[Dataset content — start]

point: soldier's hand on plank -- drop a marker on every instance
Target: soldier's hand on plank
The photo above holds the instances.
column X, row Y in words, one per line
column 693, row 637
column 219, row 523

[Dataset content — finish]

• What needs to be done
Each record is to be retyped exactly as it appears.

• Expected answer
point: soldier's hand on plank -- drop a marker on every instance
Target: soldier's hand on plank
The photo above holds the instances.
column X, row Y in words, one per line
column 693, row 637
column 219, row 523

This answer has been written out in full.